#### 任务说明
请改写下列全部条目，将其中每一处“bounding box”替换为“bounding rectangle”，其余内容一律保持原样。

#### 条目列表
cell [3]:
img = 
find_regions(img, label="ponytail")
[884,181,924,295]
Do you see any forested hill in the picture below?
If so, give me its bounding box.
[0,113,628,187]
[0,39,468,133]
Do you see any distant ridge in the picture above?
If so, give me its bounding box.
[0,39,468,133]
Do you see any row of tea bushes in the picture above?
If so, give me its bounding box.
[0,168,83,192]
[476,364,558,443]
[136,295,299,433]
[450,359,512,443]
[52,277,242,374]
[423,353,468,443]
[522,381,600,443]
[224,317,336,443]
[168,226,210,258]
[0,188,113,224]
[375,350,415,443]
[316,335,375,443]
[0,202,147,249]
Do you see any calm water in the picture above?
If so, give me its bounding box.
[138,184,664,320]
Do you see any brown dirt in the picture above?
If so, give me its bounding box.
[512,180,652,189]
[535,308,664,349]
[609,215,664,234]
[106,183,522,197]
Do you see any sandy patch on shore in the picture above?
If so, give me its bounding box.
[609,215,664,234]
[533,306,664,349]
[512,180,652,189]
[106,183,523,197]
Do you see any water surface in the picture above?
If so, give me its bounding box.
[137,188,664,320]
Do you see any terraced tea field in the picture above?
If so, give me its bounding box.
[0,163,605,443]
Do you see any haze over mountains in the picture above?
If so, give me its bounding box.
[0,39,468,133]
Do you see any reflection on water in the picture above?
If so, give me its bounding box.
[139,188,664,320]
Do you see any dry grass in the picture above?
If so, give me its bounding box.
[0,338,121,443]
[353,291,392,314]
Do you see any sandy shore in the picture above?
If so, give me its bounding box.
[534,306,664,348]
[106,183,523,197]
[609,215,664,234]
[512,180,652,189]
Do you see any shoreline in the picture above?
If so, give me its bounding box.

#### 参考答案
cell [3]:
img = 
find_regions(img, label="ponytail")
[884,181,924,295]
Do you see any forested hill in the picture below?
If so, give me its bounding rectangle.
[0,113,628,187]
[0,39,468,133]
Do you see any distant ridge in the picture above?
If so, give me its bounding rectangle.
[0,39,468,133]
Do you see any row of tea bushes in the picture above?
If so, give me its bounding rectangle.
[0,168,83,192]
[476,364,558,443]
[136,295,299,433]
[450,359,512,443]
[52,277,242,374]
[423,353,468,443]
[522,381,600,443]
[224,317,336,443]
[168,226,210,258]
[0,188,113,224]
[375,350,415,443]
[316,335,375,443]
[0,202,147,249]
Do you see any calm water in the picture above?
If so, give me its bounding rectangle.
[138,184,664,320]
Do you see any brown dirt in the picture above?
If so, give me its bounding rectangle.
[512,180,652,189]
[535,308,664,349]
[609,215,664,234]
[106,183,522,197]
Do you see any sandy patch on shore in the picture above?
If so, give me its bounding rectangle.
[609,215,664,234]
[533,306,664,349]
[512,180,652,189]
[106,183,523,197]
Do you see any water surface in the picture above?
If so, give me its bounding rectangle.
[137,188,664,320]
Do you see any terraced tea field in the picture above?
If so, give me its bounding rectangle.
[0,163,605,443]
Do you see any haze over mountains in the picture above?
If so, give me its bounding rectangle.
[0,39,468,133]
Do you see any reflection on water in the picture above?
If so, give me its bounding rectangle.
[139,188,664,320]
Do you see any dry grass in the picture above?
If so, give me its bounding rectangle.
[0,338,121,443]
[353,291,392,314]
Do you see any sandy shore in the picture above?
If so, give me its bounding rectangle.
[534,306,664,348]
[106,183,523,197]
[609,215,664,234]
[512,180,652,189]
Do you see any shoreline in the picture above?
If so, give me its bounding rectangle.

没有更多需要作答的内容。